> **Page text**:
= = = =
In the natural sciences, as I say, if you get out of line Mother Nature ups and bitch slaps you back into line. We have a direction for our questions: we ask nature and nature replies. Those replies are not always unambiguous, so some questions get answered wrongly, and corrected (or not) later.
Consider one simple aspect of the theory of evolution. That theory early on claimed that evolution occurred over vast amounts of time. A very prominent scientist, Lord Kelvin, calculated that the Earth, had it started from a ball of molten rock, exposed to a vacuum, would only take around 500 million years to cool to its then state. This was not enough time for the scheme in the theory of evolution to have acted. So, the question was: how old is the Earth and the answer was “not old enough.” Later it was discovered that the Earth contained significant amounts of uranium. When the Earth was molten, the more dense materials sank and the less dense materials floated. The uranium, being very dense sank out of sight and the radioactivity of that uranium accounted for the rather much slower rate of cooling that Lord Kelvin had supposed. So, the age of the Earth is now thought to be 4+ billion years, which is quite long enough for evolution to have done its work. (Oh, and the material that floated to the surface of “Molten Earth?” That scum contained all of the elements needed to make us and the rest of the biosphere. Yes, we are the Scum of the Earth.)
= = = =
> **Your tasks**:
[1] Answer these questions about the passage on evolution and the age of the Earth:
(a) In the natural sciences, who do we ask our questions?
(b) About how long did Lord Kelvin calculate the Earth would take to cool to its then state?
(c) What age is now thought right for the Earth?
[2] Pick up the passage on evolution and the age of the Earth after its last sentence and continue it.
The rows that come next are separate material.

> **Study material**:
= = = =
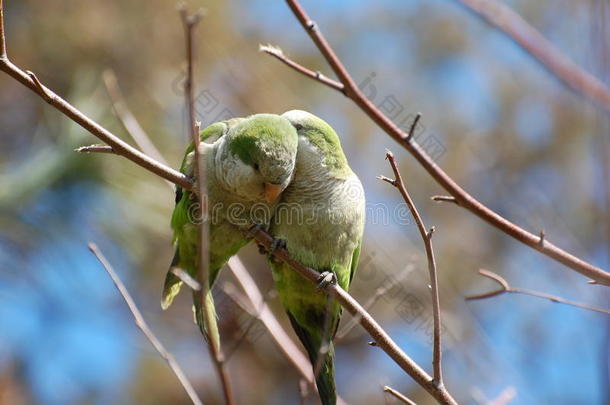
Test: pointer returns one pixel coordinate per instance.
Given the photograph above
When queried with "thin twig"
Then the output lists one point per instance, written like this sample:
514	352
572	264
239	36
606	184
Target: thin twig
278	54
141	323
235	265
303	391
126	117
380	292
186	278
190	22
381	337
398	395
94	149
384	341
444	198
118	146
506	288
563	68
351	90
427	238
= = = =
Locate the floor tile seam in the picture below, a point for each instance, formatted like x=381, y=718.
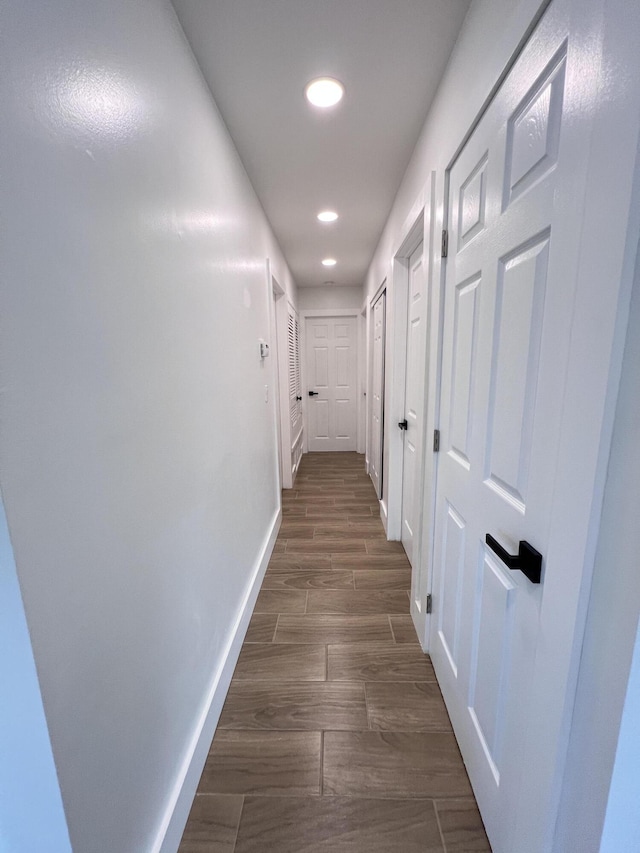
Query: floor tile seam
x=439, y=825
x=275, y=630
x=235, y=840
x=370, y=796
= = = =
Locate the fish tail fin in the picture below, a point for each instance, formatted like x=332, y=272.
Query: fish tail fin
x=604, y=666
= = = =
> **Per-task outputs**:
[1]
(a) Nature.
(b) Around 500 million years.
(c) 4+ billion years.

[2]
It is clear that economists “scienced” up their field to make it appear to be more substantial than it really is. (If you want details, read Yves Smith’s quite brilliant book, “Econned.”) Many economics majors are now required to pass calculus in their math studies whereas the economists who came before barely used high school algebra. Having “higher standards” to qualify as an economist makes the field seem more prestigious.
Economics papers now are larded with higher math, making them quite opaque to the general public. This is not unlike philosophers retreating from address ordinary people to addressing only other philosophers through the use of complicated (and unnecessary) jargon.
When I was young, there was a field called “Social Studies.” Today we have the “Social Sciences.” Has this made for any outward improvement in those studies? Maybe so, but I haven’t noticed it if it has.
Now, you may take this as one of the “natural scientists” all puffed up about his own importance. Instead please accept the fact that I loathe when my fellow citizens receive a shuck and jive as opposed to honest treatment. Can history or politics be turned into sciences? I doubt it. No matter how hard they try (and I am not including using scientific tools to reinforce timelines, etc.) they have no final arbiter and so they may end up with the trappings of science (Hey, gang, try on these cool lab coats and safety glasses!) but not the substance.